## [Trecho citado]
No decurso de 1964, em consonância com esses altos ideais de vida, fundara ele a Associação do Escudo, movimento militarizado inspirado no ideário básico do escritor, e cujas linhas-de-força representavam um flagrante e vivo protesto contra a inoperância, a apatia do amorfo Exército Japonês, que, como se sabe, não é mais que uma polícia, mais destinada a reprimir o povo, do que uma milícia capaz de salvaguardar a Nação.
Símbolo da Associação , o Estado — Tate-no-kai, em japonês — é a espada do samurai, a arma daqueles guerreiros lendários cujo conceito de honra os obrigava aos maiores sacrifícios. Simplesmente, a espada do samurai — aquela que jamais podia embainhar-se sem glória —, não foi utilizada, através dos tempos, unicamente contra os inimigos do guerreiro. Muitas vezes, este a terá virado contra si próprio, apoiando-a contra o ventre. Cravando-a e revolvendo-a em si de alto a baixo, e rasgando, assim, diagonalmente a carne, o guerreiro consumava o hara-kiri, terrível ritual de suicídio que exige têmpera física e moral para ser executado. Foi isto mesmo o que sucedeu na manhã de 25 de Novembro de 1970, no Quartel-General da Guarda Japonesa, em Tóquio. Yukio Mishima, depois dos seus camaradas da Associação do Escudo terem tomado de assalto o Quartel e terem reduzido a refém o general Kanetoshi Mashita, falou aos soldado, reunidos por ordem sua no pátio central. Falou-lhes da dignidade do Povo, da necessidade de promover a justiça social e de recuperar a honra e a liberdade para a Pátria ocupada pelo vencedor.

## [O que fazer]
1: Reproduza o trecho citado de "No decurso de" a "salvaguardar a Nação.".
2: Responda, com base no trecho citado:
(a) Em que ano foi fundada a Associação do Escudo?
(b) Que general foi feito refém no Quartel-General da Guarda Japonesa?
(c) Em que lugar do Quartel estavam reunidos os soldados a quem Mishima falou?

## [Material de estudo]
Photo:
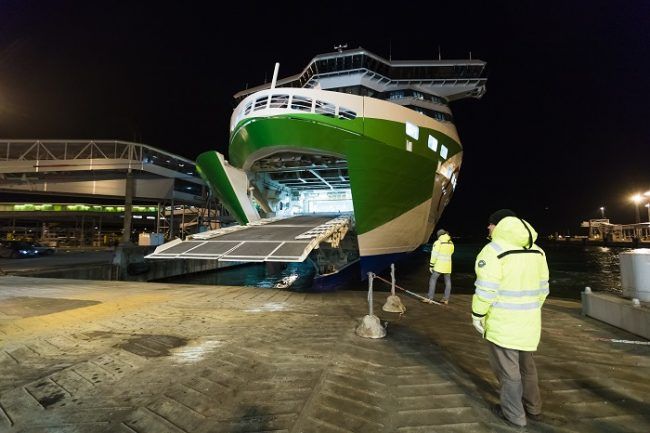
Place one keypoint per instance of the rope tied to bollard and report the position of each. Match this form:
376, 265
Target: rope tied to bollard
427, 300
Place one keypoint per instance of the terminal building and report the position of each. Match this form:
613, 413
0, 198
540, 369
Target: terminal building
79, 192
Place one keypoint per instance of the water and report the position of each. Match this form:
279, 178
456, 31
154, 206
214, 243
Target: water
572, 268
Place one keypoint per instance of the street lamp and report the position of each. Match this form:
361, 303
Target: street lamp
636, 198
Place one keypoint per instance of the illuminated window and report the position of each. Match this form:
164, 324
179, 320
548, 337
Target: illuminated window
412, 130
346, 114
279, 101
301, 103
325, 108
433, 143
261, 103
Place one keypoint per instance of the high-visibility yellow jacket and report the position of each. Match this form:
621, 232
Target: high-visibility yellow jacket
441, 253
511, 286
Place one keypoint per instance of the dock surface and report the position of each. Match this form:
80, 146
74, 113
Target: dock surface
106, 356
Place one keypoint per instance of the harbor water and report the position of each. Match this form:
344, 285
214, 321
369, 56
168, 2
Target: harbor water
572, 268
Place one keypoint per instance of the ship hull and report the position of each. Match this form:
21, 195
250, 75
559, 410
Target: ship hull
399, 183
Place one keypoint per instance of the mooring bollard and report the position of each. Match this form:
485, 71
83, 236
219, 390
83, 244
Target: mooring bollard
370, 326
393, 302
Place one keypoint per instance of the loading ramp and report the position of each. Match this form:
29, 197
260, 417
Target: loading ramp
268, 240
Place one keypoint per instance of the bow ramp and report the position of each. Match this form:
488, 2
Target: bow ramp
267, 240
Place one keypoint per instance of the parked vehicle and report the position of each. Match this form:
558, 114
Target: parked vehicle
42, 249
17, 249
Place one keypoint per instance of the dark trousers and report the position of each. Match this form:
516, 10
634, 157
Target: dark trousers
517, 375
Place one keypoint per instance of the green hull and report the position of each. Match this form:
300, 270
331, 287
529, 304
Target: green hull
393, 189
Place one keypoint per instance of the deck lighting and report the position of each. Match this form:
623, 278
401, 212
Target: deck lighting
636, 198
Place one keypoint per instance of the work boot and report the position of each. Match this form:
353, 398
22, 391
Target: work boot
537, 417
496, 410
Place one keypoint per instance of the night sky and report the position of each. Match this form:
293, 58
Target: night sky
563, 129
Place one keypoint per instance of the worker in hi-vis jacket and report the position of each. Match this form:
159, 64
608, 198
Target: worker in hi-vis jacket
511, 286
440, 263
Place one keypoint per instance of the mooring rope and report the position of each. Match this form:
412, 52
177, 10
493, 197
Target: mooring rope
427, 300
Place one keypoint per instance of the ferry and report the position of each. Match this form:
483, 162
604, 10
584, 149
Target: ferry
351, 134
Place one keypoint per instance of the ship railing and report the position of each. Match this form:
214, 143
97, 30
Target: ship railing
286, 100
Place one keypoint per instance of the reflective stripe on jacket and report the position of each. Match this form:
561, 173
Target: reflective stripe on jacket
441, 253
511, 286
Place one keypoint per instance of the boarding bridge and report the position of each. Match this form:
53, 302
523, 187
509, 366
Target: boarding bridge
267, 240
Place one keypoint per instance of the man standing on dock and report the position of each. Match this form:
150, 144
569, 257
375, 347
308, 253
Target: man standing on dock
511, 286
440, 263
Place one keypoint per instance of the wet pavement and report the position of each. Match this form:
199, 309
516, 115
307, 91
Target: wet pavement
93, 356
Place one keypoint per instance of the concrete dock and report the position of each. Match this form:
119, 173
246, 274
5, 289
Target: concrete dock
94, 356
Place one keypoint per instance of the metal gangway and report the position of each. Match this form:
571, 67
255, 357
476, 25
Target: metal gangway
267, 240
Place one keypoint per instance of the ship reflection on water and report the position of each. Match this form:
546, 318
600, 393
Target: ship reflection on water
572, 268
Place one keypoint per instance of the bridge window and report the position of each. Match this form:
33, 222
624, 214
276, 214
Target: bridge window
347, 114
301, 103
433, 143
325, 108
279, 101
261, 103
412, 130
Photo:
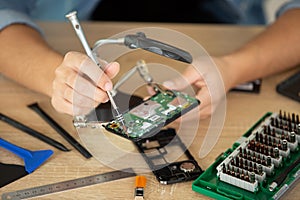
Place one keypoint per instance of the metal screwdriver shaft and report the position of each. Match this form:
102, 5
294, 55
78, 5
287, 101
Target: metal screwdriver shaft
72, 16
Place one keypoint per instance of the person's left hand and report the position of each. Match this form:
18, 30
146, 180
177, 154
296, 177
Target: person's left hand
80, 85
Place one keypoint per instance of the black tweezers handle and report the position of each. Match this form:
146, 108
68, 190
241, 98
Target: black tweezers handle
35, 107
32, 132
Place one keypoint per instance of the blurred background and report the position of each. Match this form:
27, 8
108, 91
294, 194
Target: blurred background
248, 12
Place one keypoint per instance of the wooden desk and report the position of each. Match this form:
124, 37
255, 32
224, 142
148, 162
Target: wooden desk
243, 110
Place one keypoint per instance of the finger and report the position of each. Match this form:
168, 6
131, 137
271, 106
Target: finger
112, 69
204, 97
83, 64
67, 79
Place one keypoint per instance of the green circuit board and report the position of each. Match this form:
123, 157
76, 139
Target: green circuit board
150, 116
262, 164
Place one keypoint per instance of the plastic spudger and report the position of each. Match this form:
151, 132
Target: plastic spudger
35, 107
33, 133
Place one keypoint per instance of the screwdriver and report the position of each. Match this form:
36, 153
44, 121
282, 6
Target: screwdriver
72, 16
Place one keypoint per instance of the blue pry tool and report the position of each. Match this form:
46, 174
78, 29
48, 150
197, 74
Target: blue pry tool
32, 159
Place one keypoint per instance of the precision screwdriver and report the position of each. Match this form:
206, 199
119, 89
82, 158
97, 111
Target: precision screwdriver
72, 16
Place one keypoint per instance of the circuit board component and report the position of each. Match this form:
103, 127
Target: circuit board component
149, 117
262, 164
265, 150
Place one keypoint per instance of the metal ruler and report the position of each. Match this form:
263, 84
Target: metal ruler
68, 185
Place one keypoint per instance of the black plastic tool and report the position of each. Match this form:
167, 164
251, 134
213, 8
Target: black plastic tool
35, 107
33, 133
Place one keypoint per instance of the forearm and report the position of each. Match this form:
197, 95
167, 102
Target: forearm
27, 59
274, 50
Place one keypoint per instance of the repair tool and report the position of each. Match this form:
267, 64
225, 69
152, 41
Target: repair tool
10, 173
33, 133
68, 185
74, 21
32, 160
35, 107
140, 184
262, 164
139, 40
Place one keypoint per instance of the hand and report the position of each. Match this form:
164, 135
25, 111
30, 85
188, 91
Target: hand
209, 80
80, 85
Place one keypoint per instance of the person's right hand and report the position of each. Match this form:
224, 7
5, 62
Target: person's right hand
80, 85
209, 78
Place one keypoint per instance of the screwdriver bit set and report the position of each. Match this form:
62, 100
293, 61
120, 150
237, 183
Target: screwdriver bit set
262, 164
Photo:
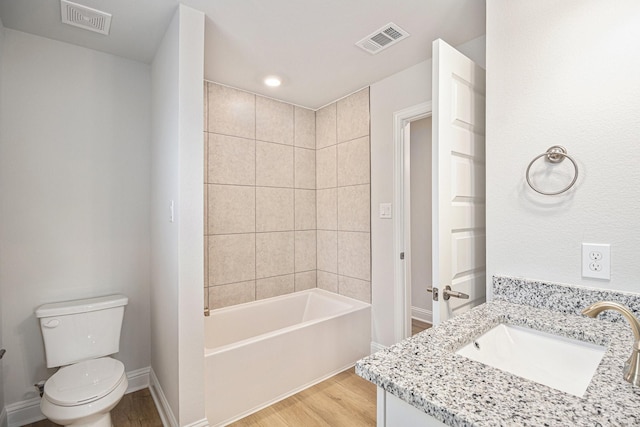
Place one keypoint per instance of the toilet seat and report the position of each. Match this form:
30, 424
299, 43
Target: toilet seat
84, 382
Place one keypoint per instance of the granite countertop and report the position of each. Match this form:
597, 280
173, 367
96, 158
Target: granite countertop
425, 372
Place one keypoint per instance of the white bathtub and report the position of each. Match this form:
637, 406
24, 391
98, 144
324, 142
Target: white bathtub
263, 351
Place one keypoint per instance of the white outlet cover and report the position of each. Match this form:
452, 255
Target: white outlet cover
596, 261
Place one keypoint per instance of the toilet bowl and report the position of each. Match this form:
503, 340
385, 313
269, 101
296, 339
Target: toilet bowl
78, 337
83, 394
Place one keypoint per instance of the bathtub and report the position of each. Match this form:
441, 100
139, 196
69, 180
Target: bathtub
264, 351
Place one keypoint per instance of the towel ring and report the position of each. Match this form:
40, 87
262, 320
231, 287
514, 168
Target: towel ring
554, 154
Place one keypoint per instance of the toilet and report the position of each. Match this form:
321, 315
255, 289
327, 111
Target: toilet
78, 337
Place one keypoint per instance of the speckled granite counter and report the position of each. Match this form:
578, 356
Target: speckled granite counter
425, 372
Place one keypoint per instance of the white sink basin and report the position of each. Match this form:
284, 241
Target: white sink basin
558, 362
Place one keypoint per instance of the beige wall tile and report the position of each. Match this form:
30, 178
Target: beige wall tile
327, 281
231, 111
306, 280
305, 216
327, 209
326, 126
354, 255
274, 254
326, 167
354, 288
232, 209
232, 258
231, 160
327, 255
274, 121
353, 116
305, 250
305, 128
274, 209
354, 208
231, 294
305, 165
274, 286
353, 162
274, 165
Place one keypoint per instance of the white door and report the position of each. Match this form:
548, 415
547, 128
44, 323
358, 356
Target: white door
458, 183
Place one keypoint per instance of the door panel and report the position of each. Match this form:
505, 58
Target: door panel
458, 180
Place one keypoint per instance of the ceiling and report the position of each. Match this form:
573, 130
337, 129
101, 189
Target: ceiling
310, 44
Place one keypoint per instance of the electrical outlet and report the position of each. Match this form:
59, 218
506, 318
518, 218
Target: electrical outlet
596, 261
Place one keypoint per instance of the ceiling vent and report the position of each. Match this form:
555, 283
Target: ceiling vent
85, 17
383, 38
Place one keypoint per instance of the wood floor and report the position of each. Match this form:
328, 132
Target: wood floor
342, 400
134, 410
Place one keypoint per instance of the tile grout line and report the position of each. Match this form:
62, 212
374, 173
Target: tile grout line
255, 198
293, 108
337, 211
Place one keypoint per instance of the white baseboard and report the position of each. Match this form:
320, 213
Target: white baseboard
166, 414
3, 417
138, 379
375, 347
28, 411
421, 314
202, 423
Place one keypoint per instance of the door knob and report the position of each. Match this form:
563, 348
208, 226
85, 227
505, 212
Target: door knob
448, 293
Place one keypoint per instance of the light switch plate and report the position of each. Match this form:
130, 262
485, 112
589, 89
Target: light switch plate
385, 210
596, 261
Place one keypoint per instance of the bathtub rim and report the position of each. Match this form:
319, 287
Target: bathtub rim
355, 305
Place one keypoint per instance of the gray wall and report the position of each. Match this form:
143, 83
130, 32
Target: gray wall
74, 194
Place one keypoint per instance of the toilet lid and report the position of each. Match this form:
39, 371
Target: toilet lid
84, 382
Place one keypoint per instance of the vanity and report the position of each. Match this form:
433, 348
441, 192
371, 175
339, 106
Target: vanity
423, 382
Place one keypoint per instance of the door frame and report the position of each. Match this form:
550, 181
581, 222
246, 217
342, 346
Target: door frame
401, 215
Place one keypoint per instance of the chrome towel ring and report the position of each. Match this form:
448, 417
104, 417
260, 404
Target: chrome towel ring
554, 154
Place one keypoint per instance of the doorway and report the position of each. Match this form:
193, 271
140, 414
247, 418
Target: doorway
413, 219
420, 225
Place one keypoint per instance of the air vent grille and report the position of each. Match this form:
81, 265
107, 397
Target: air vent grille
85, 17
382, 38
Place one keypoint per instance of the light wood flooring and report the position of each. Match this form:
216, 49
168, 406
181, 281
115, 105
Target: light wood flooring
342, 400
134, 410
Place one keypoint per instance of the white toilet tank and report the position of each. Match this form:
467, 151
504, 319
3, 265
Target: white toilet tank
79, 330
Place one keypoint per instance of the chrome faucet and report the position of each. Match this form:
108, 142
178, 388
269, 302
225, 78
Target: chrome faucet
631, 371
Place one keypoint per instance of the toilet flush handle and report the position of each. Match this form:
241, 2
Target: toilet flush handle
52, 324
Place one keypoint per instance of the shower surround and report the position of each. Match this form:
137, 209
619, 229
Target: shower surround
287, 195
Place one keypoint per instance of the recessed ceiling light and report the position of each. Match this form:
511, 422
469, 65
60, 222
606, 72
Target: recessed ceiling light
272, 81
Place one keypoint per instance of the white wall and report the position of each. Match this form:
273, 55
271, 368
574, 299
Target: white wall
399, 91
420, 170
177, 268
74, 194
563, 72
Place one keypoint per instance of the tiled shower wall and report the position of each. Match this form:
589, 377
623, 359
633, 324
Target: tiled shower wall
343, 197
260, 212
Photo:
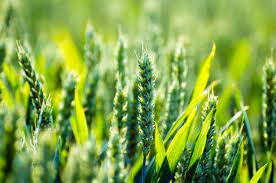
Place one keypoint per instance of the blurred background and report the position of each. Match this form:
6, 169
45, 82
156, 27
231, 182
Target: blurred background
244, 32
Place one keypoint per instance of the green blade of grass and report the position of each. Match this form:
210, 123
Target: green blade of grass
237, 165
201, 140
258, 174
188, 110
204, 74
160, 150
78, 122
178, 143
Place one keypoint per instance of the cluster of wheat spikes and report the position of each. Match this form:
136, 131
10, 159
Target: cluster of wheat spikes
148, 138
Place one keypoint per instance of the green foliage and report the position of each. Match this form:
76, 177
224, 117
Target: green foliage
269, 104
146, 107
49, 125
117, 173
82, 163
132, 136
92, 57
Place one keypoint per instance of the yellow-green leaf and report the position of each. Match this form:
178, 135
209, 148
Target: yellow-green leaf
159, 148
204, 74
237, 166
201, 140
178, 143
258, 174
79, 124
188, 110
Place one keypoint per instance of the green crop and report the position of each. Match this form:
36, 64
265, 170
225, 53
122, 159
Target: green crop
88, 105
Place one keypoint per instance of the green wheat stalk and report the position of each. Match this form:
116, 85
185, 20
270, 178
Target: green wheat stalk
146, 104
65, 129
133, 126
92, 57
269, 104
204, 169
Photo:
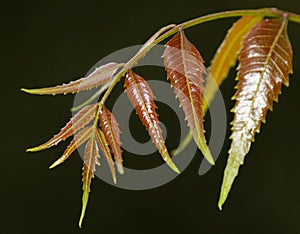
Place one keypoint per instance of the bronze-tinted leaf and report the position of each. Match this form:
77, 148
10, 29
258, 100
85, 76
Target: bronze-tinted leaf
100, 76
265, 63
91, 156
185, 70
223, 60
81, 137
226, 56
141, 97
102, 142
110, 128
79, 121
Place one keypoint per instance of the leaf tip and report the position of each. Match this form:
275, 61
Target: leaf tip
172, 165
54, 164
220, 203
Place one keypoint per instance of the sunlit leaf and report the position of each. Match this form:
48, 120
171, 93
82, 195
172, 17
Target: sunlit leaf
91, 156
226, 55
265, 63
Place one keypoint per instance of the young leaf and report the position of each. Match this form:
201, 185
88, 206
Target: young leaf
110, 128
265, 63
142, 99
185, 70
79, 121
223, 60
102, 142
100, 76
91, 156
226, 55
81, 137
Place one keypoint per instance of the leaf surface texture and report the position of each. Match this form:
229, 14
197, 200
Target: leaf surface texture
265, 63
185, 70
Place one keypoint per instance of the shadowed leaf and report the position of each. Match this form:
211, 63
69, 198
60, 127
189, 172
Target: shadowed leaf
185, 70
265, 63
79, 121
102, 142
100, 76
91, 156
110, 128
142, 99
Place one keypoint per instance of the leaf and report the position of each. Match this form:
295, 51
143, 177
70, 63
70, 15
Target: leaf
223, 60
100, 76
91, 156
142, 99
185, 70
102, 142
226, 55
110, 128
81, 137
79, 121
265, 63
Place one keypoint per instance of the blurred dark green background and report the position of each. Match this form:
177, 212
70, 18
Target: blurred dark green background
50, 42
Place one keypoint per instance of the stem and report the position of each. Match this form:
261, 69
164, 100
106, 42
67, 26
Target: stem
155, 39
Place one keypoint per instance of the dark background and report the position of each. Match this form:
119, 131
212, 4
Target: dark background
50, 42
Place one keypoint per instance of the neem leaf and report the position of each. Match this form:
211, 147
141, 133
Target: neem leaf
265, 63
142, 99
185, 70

## [Respostas por tarefa]
1:
No decurso de 1964, em consonância com esses altos ideais de vida, fundara ele a Associação do Escudo, movimento militarizado inspirado no ideário básico do escritor, e cujas linhas-de-força representavam um flagrante e vivo protesto contra a inoperância, a apatia do amorfo Exército Japonês, que, como se sabe, não é mais que uma polícia, mais destinada a reprimir o povo, do que uma milícia capaz de salvaguardar a Nação.

2:
(a) Em 1964.
(b) O general Kanetoshi Mashita.
(c) No pátio central.